── SOURCE EXCERPT

You know Brownie, I really am starting to agree with you on this.  I had been using growth aids for months (stopped 2 weeks ago after my last touch up), and while I have gotten more growth than average, the faster new growth, works against me sometimes.

I suppose if I had braids, it would be easier to protect my hair.  Since I don't have braids, I find that I reach touchup time sooner, which is not good.  If I get a touchup too soon, I am totally setting myself up for breaking off my hair, which defeats the purpose.  Anyway, I have been wondering if "speedy" hair growth are really worth it.  My hair does better when I don't use them.


----------



## daedae157 (Jul 8, 2006)

dr. miracle's temple/nape growth balm  best oil/grease for hair growth EVER!


----------



## queenspence (Jul 8, 2006)

sherilyn123 - what is the mn, capscian, cortisone combo?


----------



## Mahalialee4 (Jul 21, 2006)

Could you breakdown the amounts of each used to make this combo MN, capsicum, cortesone? Thank you bonjour


----------



## princcessnadia (Aug 14, 2006)

glad to see Dr. Miracles listed on the board. I bought three of the products and relaxed my hair with the relaxer.(worked great) I will continue to use the products for 4 months and see what growth(or thickness) I receive.


----------



## Hair Iam (Aug 14, 2006)

MTG & MN ..I'm still working on my own product


----------



## mstee eyes (Aug 14, 2006)

A mix of WGO , Surge and EVOO I use this as a leave in and it has worked wonders for my hair


----------



## Brandi (Aug 22, 2006)

I'm an optimist and a newbie to the site, but I'm looking to jump start my hair growth process and it looks like MTG is in the lead for products.   I'm going to order some and see what all the talk is about.  I'll give it a month to do something, then I'll report back.

Looks like my challenge will be getting beyond the smell and learning to apply it sparingly so that it doesn't drip everywhere.


----------



## tal (Aug 26, 2006)

daedae157 said:
			
		

> dr. miracle's temple/nape growth balm  best oil/grease for hair growth EVER!


 
daedae157, please provide more details on this. I have been using it for my edges and love the ways it feels on my scalp. Exactly how are you using it? 

Thanks.


----------



## Lavendar (Sep 4, 2006)

WGO and Surge 14


----------



## lashay06 (Sep 22, 2006)

*MTG...*


----------



## Aveena (Sep 22, 2006)

────
── COLLECTED MATERIAL

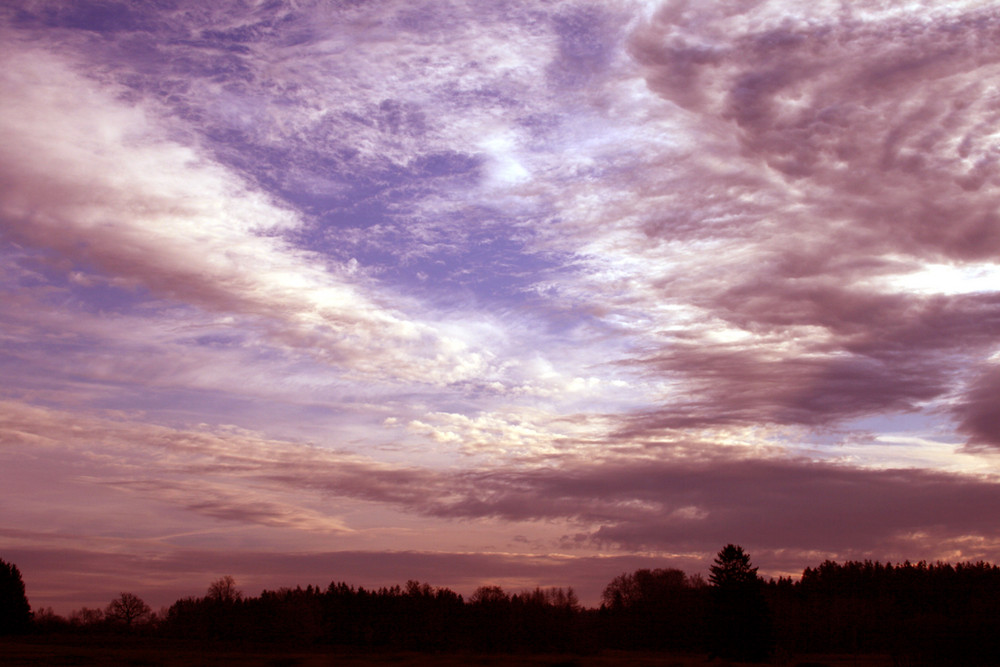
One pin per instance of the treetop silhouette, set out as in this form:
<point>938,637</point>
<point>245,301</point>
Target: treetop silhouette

────

EXERCISE 1 => In the hair growth thread, what mixture does mstee eyes use as a leave-in?
EXERCISE 2 => Translate this sentence from the hair growth thread into Spanish: "I'm going to order some and see what all the talk is about."
EXERCISE 3 => Supply the next part of the hair growth thread, starting right after its last line.

OUTPUT 1 => A mix of WGO, Surge and EVOO.

OUTPUT 2 => Voy a pedir un poco y ver a qué se debe tanto revuelo.

OUTPUT 3 =>
Mizani_Mrs said:
			
		

> Funny story...Why did i go to the bathroom this weekend and came THIS CLOSE to putting some 'vagisil' on my hairline???  I was reading up on the MN/monistat debate and I decided 'hmmm why not try it since i have it'. Luckily I read the label and remembered that it's MN, not vagisil. DUH!


 
funny


----------



## keluric (Oct 20, 2006)

Undefeated Queen said:
			
		

> A combination of water, wild growth hair, *Carol's Daughter Hair Balm*, and a little Garnier Fructis L&S leave in mixed in a bottle has done wonders for me.


 
I ran to the bathroom and mixed some carol's daughter hair balm with my MTG... no bad smell!   The smell never bothered me anyway but this is even better.


----------



## lashay06 (Oct 27, 2006)

It really, really works!


----------



## EMJazzy (Oct 28, 2006)

sherylin123 said:
			
		

> *The MN, capzsacin, cortisone (with msm-which is sulfur)* combo has given me the greatest speed of growth...I thought I could make it until the end of July for my touch up but i have to get one this week end..I have so much new growth and just can't stand it..and actually I did stretch for 3 mos. I should b/4 & after pictures next week (thanks to sareca)


 
It never dawned on me to use MSM in that concoction....I will definitely revisit that mix! Thanks!


----------



## Harina (Oct 28, 2006)

Originally Posted by *sherylin123*
_*The MN, capzsacin, cortisone (with msm-which is sulfur)* combo has given me the greatest speed of growth...I thought I could make it until the end of July for my touch up but i have to get one this week end..I have so much new growth and just can't stand it..and actually I did stretch for 3 mos. I should b/4 & after pictures next week (thanks to sareca)_
 what are good brands to use for this concotion?


----------



## lokellum (Nov 1, 2006)

MTG is the truth!!!! I am loving it.


----------



## EMJazzy (Nov 4, 2006)

EMJazzy said:
			
		

> It never dawned on me to use MSM in that concoction....I will definitely revisit that mix! Thanks!


 
I found my post where I was using msm in my MN mix back in May....DUH...I'm getting old.


----------



## loasiaa (Nov 26, 2006)

up your water intake and watch your hair grow.  I put lemon juice in my water and I get really good results.  Nothing less than 1/2 inch per month with out all the vitamins.  Just flinstone vitamins.


----------



## MsBttrfly23 (Nov 27, 2006)

senimoni said:
			
		

> OT: But if it was working for humans, I wonder why he switched to horses...doesn't sound like a huge market to me.


 

OH NO...here we go again...


----------



## LaNecia (Nov 27, 2006)

MsBttrfly23 said:
			
		

> OH NO...here we go again...



 I chuckled when I read that too!


----------



## favorc (Nov 27, 2006)

i love wgo. it makes my hair really shiny and i get about 1 inch amonth with it. i do take vits too, so i think wgo and a combination of vits helped.


----------



## seymone (Nov 29, 2006)

My picks would be MTG and WGO.. These products are working wonders for me.. I had my braids in for 1.5 weeks and I already have new growth.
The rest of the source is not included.